_Questions_:
a: In the Thanksgiving piece, what three foods are named as what families eat a massive amount of?
b: Write the next part of the Thanksgiving piece, picking up right after its final sentence.

_Excerpt to read_:
This Thursday in the U.S. is our Thanksgiving holiday. Generally, it’s the time of year when friends and families gather together to eat a massive amount of turkey, mashed potatoes, and pumpkin pie and then watch American football.
But it’s also the time of year when you’re supposed to reflect on your blessings and give thanks. I’m not saying that every person does that, especially if they have to deal with a difficult mother-in-law across the table. But the spirit of the holiday is to appreciate your friends, family, and neighbors and reflect on how fortunate you are.
In the U.S. we just had an election for the office of President (you may have caught some mention of it, even if you live high in the mountains of Bhutan). It was a bitter, deeply divisive campaign season that pushed people apart instead of uniting them. The outcome of the election and my personal opinion on the person who is to represent my country to the world really isn’t as important as the fact that the United States of America doesn’t seem so united now. And may not for the next fours years, or even beyond. We seemed to have broken open a fracture that may never fully heal – just sitting under the surface waiting for the next push to refracture it.
But I believe in a world where all different kinds of people can co-exist and work to make humanity slightly better than our animalistic natures would have us live. Are we pack animals? Yes, of course we are. Our common ancestors needed to form groups to work together to find food, build shelter, and cooperate to raise the next generation. None of us would be here if our ancestors in the distant and not-so-distant past couldn’t work together.

_Material supplied_:
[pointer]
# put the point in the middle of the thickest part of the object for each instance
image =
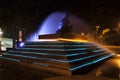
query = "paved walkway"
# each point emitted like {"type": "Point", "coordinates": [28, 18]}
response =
{"type": "Point", "coordinates": [109, 70]}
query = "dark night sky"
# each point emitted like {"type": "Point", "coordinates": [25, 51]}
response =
{"type": "Point", "coordinates": [30, 13]}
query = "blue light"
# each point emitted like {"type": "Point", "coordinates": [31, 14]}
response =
{"type": "Point", "coordinates": [22, 44]}
{"type": "Point", "coordinates": [16, 60]}
{"type": "Point", "coordinates": [70, 54]}
{"type": "Point", "coordinates": [52, 49]}
{"type": "Point", "coordinates": [65, 61]}
{"type": "Point", "coordinates": [89, 63]}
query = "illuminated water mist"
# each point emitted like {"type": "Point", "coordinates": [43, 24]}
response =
{"type": "Point", "coordinates": [53, 22]}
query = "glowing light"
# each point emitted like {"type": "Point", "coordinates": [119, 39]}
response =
{"type": "Point", "coordinates": [118, 55]}
{"type": "Point", "coordinates": [22, 44]}
{"type": "Point", "coordinates": [89, 63]}
{"type": "Point", "coordinates": [53, 23]}
{"type": "Point", "coordinates": [68, 54]}
{"type": "Point", "coordinates": [47, 40]}
{"type": "Point", "coordinates": [10, 59]}
{"type": "Point", "coordinates": [52, 49]}
{"type": "Point", "coordinates": [72, 40]}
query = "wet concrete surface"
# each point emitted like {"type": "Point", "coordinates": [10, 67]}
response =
{"type": "Point", "coordinates": [109, 70]}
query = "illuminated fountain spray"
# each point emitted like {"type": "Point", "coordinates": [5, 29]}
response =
{"type": "Point", "coordinates": [53, 23]}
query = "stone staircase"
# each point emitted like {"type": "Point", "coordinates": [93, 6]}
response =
{"type": "Point", "coordinates": [61, 57]}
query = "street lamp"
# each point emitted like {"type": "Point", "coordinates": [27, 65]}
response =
{"type": "Point", "coordinates": [97, 31]}
{"type": "Point", "coordinates": [0, 40]}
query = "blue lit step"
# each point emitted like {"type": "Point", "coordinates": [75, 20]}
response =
{"type": "Point", "coordinates": [90, 63]}
{"type": "Point", "coordinates": [57, 47]}
{"type": "Point", "coordinates": [16, 60]}
{"type": "Point", "coordinates": [72, 64]}
{"type": "Point", "coordinates": [56, 60]}
{"type": "Point", "coordinates": [31, 60]}
{"type": "Point", "coordinates": [52, 49]}
{"type": "Point", "coordinates": [62, 45]}
{"type": "Point", "coordinates": [49, 54]}
{"type": "Point", "coordinates": [55, 42]}
{"type": "Point", "coordinates": [38, 64]}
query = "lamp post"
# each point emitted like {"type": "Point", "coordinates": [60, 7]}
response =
{"type": "Point", "coordinates": [97, 31]}
{"type": "Point", "coordinates": [0, 40]}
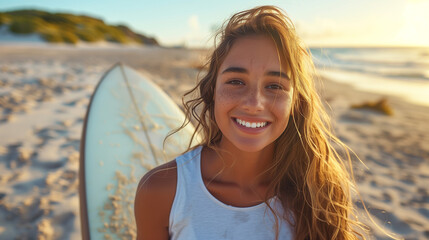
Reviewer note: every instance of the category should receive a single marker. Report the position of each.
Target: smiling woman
(266, 167)
(250, 90)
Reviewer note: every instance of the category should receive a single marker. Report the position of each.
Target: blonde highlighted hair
(308, 175)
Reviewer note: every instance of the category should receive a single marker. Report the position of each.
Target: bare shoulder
(154, 198)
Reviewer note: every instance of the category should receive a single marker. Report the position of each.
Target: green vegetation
(69, 28)
(381, 106)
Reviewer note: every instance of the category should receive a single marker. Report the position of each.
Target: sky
(319, 23)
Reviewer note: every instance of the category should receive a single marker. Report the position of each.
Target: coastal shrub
(381, 106)
(89, 35)
(115, 35)
(52, 37)
(69, 37)
(23, 26)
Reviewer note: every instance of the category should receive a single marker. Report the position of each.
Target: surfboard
(127, 119)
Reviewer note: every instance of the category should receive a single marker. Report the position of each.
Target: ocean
(402, 71)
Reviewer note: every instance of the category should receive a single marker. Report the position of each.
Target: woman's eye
(235, 82)
(275, 86)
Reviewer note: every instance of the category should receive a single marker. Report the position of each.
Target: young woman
(266, 167)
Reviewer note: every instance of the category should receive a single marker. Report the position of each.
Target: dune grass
(381, 106)
(67, 28)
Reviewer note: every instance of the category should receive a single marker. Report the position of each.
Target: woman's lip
(251, 120)
(250, 130)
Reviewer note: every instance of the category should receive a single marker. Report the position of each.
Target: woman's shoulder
(159, 182)
(154, 198)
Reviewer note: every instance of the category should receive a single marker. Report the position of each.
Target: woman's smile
(253, 95)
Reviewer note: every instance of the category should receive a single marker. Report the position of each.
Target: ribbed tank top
(197, 215)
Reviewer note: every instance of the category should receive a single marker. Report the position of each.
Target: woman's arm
(154, 198)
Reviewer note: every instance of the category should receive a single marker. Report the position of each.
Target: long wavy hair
(308, 175)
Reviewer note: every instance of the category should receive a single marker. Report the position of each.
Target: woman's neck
(243, 169)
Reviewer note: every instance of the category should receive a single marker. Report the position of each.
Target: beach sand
(44, 93)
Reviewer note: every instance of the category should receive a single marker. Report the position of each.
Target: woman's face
(253, 95)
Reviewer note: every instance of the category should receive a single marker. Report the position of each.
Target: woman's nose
(253, 100)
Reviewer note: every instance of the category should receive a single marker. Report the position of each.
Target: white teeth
(251, 125)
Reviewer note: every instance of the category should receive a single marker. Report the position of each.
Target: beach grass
(69, 28)
(381, 106)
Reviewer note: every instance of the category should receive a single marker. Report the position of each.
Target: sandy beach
(44, 93)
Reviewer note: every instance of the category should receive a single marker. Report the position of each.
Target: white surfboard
(127, 120)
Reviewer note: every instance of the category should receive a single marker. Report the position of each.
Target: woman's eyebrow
(243, 70)
(236, 70)
(277, 74)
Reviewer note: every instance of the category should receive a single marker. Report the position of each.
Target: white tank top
(198, 215)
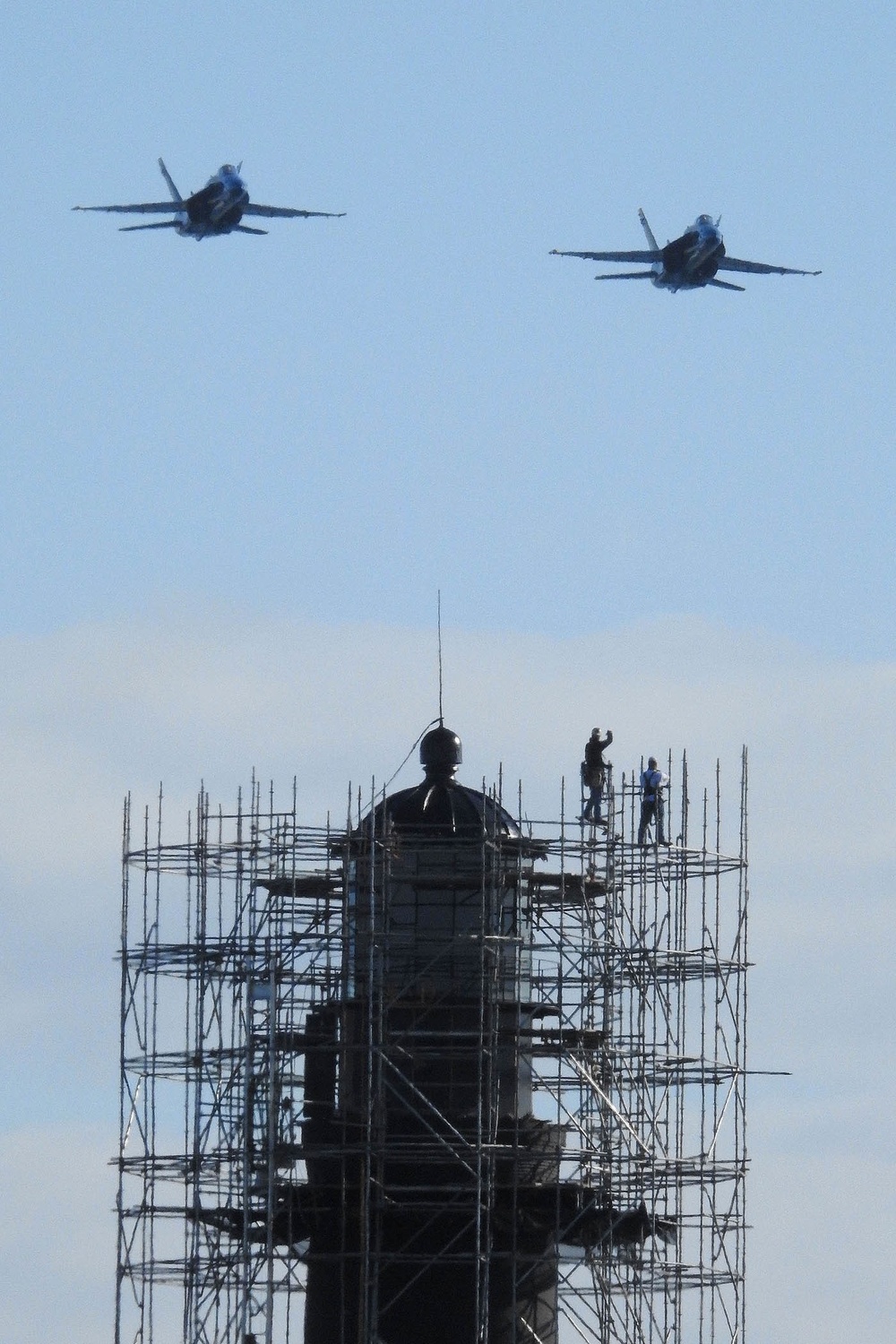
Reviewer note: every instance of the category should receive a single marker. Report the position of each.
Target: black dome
(441, 806)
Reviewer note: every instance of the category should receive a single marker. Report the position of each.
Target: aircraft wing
(153, 207)
(759, 268)
(637, 257)
(284, 212)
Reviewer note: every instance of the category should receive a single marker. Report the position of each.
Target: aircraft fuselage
(691, 261)
(217, 209)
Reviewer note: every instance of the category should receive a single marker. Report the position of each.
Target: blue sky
(234, 476)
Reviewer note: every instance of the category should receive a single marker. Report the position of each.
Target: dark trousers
(651, 808)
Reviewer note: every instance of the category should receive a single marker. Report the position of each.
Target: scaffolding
(241, 946)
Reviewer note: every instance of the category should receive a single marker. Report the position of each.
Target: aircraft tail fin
(648, 231)
(175, 194)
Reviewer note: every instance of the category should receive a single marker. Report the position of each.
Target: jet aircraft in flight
(688, 263)
(215, 209)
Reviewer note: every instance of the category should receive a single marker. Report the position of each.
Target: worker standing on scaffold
(653, 781)
(594, 773)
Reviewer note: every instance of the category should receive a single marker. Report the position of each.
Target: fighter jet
(217, 209)
(689, 263)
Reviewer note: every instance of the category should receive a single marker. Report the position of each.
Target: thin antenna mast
(438, 618)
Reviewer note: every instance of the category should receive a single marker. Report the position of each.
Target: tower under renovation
(440, 1075)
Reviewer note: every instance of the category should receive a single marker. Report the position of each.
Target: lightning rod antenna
(438, 621)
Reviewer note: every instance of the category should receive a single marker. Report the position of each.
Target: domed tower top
(440, 806)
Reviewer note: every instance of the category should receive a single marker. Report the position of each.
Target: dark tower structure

_Results for each task_:
a: Turkey, mashed potatoes, and pumpkin pie.

b:
And yet, these same groups formed warring tribes to fight with their neighbors, to take resources away from others for their own benefit, to enforce a code of conduct or religion on others who did not follow the same creeds. We’re still at the precipice of being, in the words of philosopher Hobbes, “nasty, brutish” creatures. And that makes me sad because I was hoping that we would have evolved past some of the tribalism we displayed so flagrantly a few weeks ago.
But instead of railing against other peoples’ hatred and bigotry, I am trying to find peace and acceptance that not everyone is able to think with generosity towards others. That not everyone has evolved to understand that the only way for real progress is to come to the realization that huddling into ever smaller groups and throwing rocks at other groups will never get our civilization to real prosperity.
So, in the spirit of thanksgiving, I am counting my personal blessings instead. I have my health in a much better place than it was two years ago when cancer was growing right in front of my eyes. I have a relationship with my husband that had undergone some significant issues but came out for the better on the other side. I have friends and family that understand my quirky nature and love me in spite of it. I have had the opportunity to travel and see far-away lands that I dreamt of seeing since I could flip the pages of the atlas. I have a job that provides the cash for me to pursue more travel in the months to come. I have a beautiful condo in downtown Austin where I can see the sunset every night. In short, I have a really wonderful life. And in times of trouble, knowing that it could all be taken from me in ways I can never imagine, I am forced to think about how lucky I am- right now. And remember that there are millions of people in the world, maybe even billions, that aren’t as fortunate as I am at this exact moment.